• [Input rows]:
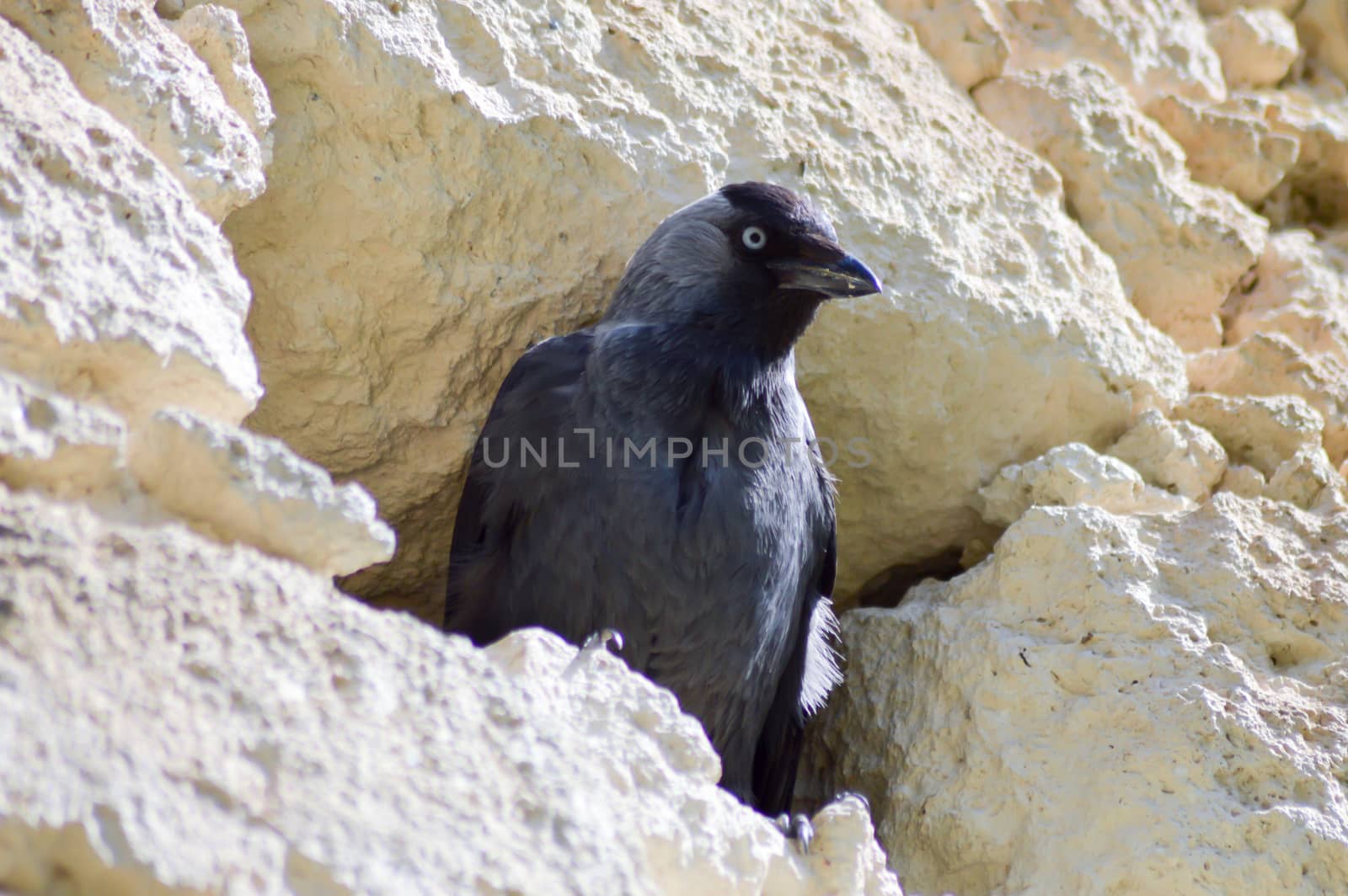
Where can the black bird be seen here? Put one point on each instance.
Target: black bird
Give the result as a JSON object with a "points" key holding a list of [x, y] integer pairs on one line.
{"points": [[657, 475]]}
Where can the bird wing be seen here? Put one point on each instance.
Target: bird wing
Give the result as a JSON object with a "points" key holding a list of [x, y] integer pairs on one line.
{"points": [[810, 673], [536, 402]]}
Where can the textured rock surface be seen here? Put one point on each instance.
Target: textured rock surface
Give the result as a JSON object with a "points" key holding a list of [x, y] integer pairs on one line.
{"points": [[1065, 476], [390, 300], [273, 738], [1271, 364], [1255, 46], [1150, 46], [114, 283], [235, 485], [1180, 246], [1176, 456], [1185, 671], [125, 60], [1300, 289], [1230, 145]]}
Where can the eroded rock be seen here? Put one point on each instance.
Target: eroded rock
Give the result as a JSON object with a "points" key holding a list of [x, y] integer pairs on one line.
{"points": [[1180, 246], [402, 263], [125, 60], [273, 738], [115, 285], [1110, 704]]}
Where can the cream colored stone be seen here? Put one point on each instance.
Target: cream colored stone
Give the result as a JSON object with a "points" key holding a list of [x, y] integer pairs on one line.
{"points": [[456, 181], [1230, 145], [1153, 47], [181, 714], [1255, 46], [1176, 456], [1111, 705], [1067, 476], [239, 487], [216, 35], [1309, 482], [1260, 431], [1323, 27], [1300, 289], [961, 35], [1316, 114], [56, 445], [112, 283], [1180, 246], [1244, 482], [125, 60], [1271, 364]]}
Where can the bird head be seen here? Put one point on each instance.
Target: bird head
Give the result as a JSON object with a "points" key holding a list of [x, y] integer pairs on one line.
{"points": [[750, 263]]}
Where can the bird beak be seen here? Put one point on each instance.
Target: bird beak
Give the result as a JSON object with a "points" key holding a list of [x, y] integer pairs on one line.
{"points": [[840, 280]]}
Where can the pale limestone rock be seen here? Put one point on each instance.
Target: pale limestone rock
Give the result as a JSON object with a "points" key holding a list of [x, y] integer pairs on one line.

• [Your task]: Format the material above as a numbered list, skipping any blank lines and leaving out the pictures.

• [Answer to this task]:
1. Where can the black bird be seen here? Put one point on each instance.
2. Target: black bird
3. Give the result as a JSON object with a "points" key holding a list of [x, y] integer pairs on one line.
4. {"points": [[657, 475]]}
5. Where can the bird wing be seen here? Put one point on each instance.
6. Target: bird wing
7. Give the result as a JSON object with a "points" key holding a list of [x, y] integer pairs on one line.
8. {"points": [[810, 673], [536, 402]]}
9. Where can the textured rock surface be seen here? Put one point on each instance.
10. Target: textured rock surface
11. Give the result as a JSON object with a "points" key holding a list of [x, y] integer pairs on one line.
12. {"points": [[1065, 476], [390, 300], [273, 738], [1271, 364], [1255, 46], [1150, 46], [114, 283], [235, 485], [1180, 246], [1176, 456], [1185, 671], [125, 60], [1300, 289], [1230, 145]]}
13. Where can the eroded rock be seen here? Put one point on each instance.
14. Target: eroded rock
15. Give the result as a JSON object with a "points" key holding a list of [x, y] integer pairs on one line.
16. {"points": [[1180, 246], [402, 263], [125, 60], [273, 738], [115, 285], [1110, 704]]}
17. Where can the cream colored stone be seen here? Put one point on each instance.
18. Target: cream colored stone
19. Give the result as a JSON object with a "points" key holding a list of [x, y] integer pairs on one line.
20. {"points": [[456, 181], [1230, 145], [1153, 47], [181, 714], [1255, 46], [1176, 456], [1111, 705], [1067, 476], [239, 487], [216, 35], [1309, 482], [1260, 431], [1323, 27], [1300, 289], [961, 35], [1316, 114], [56, 445], [112, 283], [1180, 246], [1244, 482], [125, 60], [1271, 364]]}
21. Where can the bird head be seen here? Put one point on each instance.
22. Target: bird head
23. Give the result as a JSON object with a "points" key holding a list of [x, y] integer pairs on one line.
24. {"points": [[750, 263]]}
25. Where can the bird beak be seen here? Put one point on each instance.
26. Target: bird beak
27. Give the result as a JSON object with a "points" key holding a list of [x, y] integer pairs on one line.
28. {"points": [[840, 280]]}
29. Where can the pale limestone rock be seen here? Put one point on each instance.
30. Target: pale limestone rock
31. Give the result as a JSON object with a "points" key holding a list of [x, y] integer pairs on one line.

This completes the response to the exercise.